### Stated task
Copy word for word everything in the data below from the line containing "Reviewer note: confirm that each instance of the driftwood" down to the line containing "[(249, 535), (582, 780)]", including both of those lines and nothing else.
***
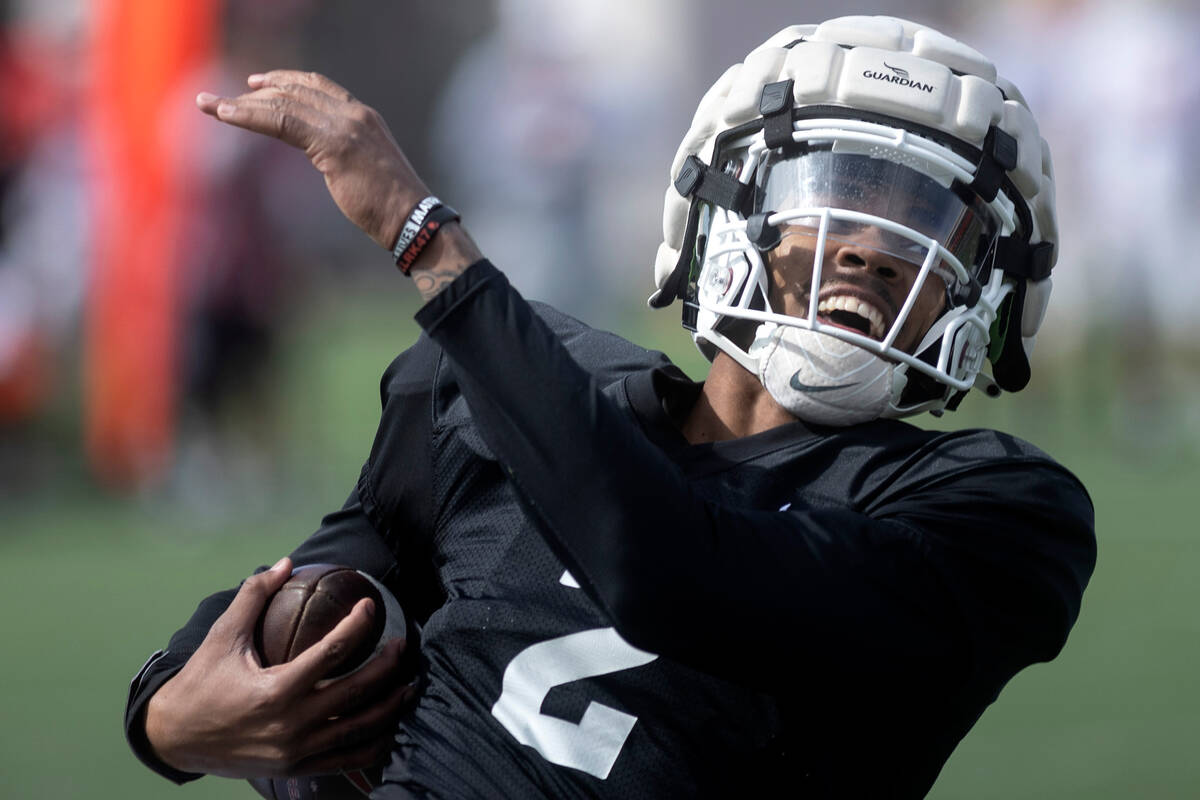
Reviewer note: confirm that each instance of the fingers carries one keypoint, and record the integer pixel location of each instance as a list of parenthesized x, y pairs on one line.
[(310, 79), (297, 118), (317, 661), (379, 677), (247, 606)]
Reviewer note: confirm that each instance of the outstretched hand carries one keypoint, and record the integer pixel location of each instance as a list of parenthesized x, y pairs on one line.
[(365, 170), (223, 714)]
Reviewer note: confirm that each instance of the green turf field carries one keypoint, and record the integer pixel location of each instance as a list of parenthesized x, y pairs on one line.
[(90, 584)]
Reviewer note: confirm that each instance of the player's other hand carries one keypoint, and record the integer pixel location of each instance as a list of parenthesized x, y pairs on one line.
[(223, 714), (365, 170)]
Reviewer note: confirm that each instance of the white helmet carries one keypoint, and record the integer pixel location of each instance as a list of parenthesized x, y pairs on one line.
[(834, 128)]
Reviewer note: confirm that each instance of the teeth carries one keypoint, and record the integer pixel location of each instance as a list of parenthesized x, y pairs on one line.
[(855, 306)]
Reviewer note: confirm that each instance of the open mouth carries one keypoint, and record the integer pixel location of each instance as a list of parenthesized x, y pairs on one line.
[(852, 313)]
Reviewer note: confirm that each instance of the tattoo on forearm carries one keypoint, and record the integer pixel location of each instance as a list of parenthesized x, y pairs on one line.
[(431, 282)]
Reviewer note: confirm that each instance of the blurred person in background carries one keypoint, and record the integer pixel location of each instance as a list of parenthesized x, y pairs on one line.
[(43, 228), (636, 585), (1129, 300), (567, 157)]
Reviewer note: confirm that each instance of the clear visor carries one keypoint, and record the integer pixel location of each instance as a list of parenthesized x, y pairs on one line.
[(821, 178)]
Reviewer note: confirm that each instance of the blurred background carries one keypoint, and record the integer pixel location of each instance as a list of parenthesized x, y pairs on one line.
[(191, 335)]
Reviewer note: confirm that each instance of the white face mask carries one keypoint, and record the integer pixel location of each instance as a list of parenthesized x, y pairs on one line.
[(822, 379)]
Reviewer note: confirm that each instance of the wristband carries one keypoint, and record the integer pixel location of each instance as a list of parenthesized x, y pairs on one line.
[(419, 229)]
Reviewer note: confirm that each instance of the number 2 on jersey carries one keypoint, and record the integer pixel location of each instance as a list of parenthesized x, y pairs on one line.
[(592, 744)]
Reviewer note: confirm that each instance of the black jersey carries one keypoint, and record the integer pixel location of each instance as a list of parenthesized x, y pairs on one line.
[(612, 612)]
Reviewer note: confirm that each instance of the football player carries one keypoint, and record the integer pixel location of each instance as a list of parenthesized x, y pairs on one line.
[(635, 585)]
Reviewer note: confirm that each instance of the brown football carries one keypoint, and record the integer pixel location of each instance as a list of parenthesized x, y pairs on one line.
[(307, 607)]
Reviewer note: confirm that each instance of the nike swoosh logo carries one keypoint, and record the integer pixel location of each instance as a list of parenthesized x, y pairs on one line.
[(795, 383)]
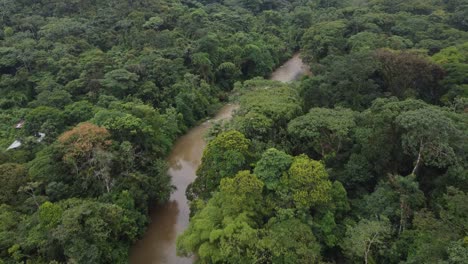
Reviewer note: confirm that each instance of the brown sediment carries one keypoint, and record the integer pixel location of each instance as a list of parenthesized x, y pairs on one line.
[(158, 245)]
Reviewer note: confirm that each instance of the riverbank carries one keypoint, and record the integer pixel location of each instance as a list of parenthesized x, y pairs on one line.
[(169, 220)]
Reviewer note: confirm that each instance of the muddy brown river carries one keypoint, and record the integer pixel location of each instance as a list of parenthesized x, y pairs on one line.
[(158, 246)]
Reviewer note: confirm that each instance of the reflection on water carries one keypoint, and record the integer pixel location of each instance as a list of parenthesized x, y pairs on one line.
[(158, 246)]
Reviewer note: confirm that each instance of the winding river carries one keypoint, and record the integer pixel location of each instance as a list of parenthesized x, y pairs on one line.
[(158, 246)]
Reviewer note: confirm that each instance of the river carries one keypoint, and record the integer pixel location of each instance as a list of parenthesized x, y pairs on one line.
[(158, 246)]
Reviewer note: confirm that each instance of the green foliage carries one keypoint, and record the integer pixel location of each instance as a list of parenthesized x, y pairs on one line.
[(223, 157), (271, 166), (324, 130), (366, 237), (12, 177)]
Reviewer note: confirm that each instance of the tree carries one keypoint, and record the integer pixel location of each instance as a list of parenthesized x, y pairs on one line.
[(12, 177), (85, 149), (365, 237), (45, 120), (289, 241), (407, 74), (308, 183), (325, 130), (225, 228), (323, 39), (223, 157), (120, 82), (427, 135), (271, 167)]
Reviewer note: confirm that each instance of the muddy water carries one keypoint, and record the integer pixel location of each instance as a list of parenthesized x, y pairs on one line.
[(291, 70), (158, 246)]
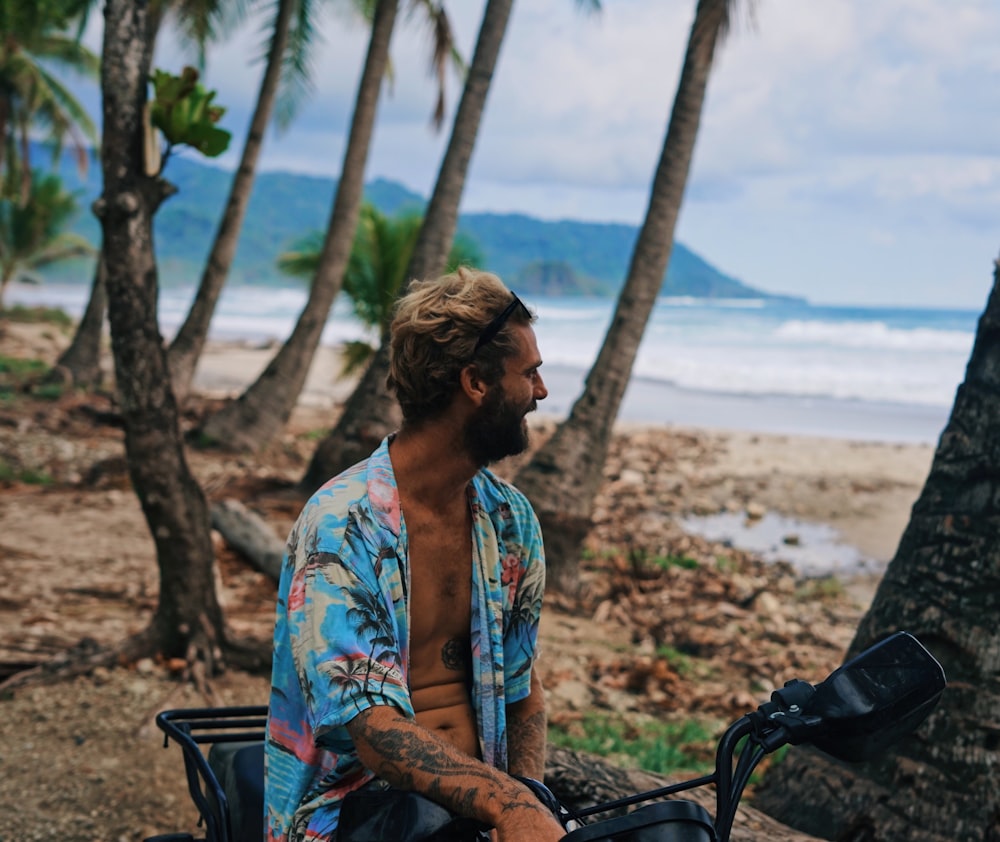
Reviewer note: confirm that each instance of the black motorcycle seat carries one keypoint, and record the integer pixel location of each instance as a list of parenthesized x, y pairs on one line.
[(239, 769)]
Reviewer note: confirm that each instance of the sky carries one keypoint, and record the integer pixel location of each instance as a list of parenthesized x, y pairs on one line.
[(849, 151)]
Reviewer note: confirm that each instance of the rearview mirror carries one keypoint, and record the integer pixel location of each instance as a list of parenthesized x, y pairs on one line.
[(876, 698)]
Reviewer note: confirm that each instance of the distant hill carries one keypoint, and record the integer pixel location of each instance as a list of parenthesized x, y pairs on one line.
[(532, 255)]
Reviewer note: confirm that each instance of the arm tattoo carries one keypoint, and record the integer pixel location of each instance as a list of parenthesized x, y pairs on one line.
[(526, 745), (455, 780)]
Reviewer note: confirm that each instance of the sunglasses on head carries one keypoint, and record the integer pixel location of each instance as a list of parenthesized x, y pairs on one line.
[(494, 327)]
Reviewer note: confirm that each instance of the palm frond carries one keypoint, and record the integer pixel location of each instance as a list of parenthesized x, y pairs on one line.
[(297, 73)]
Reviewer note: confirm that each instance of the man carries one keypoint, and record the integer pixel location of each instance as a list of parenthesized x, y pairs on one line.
[(409, 599)]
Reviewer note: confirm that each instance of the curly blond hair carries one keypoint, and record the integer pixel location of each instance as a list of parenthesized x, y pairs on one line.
[(434, 334)]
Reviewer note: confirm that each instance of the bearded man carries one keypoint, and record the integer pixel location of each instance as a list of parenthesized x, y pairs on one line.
[(409, 600)]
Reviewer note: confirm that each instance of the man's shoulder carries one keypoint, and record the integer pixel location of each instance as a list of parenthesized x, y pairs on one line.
[(330, 508), (494, 491)]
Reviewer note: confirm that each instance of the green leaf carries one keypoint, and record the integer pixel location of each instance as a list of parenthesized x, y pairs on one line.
[(183, 111)]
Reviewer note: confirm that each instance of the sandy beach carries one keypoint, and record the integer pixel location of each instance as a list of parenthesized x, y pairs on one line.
[(78, 565), (862, 486)]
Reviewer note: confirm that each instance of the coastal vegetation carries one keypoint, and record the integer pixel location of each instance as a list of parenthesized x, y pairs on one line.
[(942, 584)]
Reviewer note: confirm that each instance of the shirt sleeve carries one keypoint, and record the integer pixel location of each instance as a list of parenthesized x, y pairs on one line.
[(524, 576), (343, 630)]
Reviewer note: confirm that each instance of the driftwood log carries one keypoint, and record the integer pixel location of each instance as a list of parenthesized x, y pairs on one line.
[(249, 535), (582, 780)]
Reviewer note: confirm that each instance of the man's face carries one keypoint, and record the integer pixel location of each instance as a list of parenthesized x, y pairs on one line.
[(499, 428)]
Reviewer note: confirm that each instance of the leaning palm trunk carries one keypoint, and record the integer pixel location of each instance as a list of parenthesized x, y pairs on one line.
[(371, 412), (81, 361), (190, 340), (563, 477), (943, 584), (264, 408), (188, 618)]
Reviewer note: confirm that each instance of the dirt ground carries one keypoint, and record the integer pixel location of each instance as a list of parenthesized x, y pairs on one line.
[(707, 637)]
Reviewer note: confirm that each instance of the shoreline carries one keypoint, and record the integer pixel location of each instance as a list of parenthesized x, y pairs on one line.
[(843, 469), (861, 487), (227, 367)]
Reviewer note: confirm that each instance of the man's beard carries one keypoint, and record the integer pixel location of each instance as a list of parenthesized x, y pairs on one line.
[(497, 429)]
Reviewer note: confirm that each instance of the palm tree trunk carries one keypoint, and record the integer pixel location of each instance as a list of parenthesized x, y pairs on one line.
[(943, 585), (563, 477), (187, 616), (264, 408), (82, 359), (371, 412), (190, 340)]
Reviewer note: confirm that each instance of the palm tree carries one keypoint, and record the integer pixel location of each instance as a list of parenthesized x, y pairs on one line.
[(375, 271), (199, 21), (290, 28), (34, 38), (943, 585), (187, 621), (563, 477), (375, 275), (266, 405), (33, 235), (371, 413)]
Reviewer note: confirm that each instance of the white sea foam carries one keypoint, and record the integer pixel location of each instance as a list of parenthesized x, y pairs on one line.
[(787, 349)]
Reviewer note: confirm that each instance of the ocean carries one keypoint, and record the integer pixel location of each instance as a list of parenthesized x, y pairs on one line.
[(869, 373)]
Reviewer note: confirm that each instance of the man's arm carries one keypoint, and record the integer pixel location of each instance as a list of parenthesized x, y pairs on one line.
[(408, 756), (526, 730)]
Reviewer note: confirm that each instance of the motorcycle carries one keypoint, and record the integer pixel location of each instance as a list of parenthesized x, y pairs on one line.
[(861, 709)]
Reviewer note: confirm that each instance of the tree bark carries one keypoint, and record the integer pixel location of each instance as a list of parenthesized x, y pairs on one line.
[(82, 359), (187, 617), (249, 535), (580, 780), (189, 342), (564, 476), (265, 407), (943, 585), (371, 413)]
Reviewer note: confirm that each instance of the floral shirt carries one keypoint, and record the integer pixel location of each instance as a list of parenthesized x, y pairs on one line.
[(341, 635)]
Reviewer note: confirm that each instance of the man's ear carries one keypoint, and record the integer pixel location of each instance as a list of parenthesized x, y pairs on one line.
[(472, 383)]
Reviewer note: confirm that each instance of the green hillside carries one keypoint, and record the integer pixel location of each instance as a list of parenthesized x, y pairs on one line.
[(535, 256)]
***
### Correct answer
Reviewer note: confirm that each instance of the driftwood log carries one keypoint, and record the integer pixel location of each instance as a list of parenthesized x, y pairs on one line.
[(249, 535), (582, 780)]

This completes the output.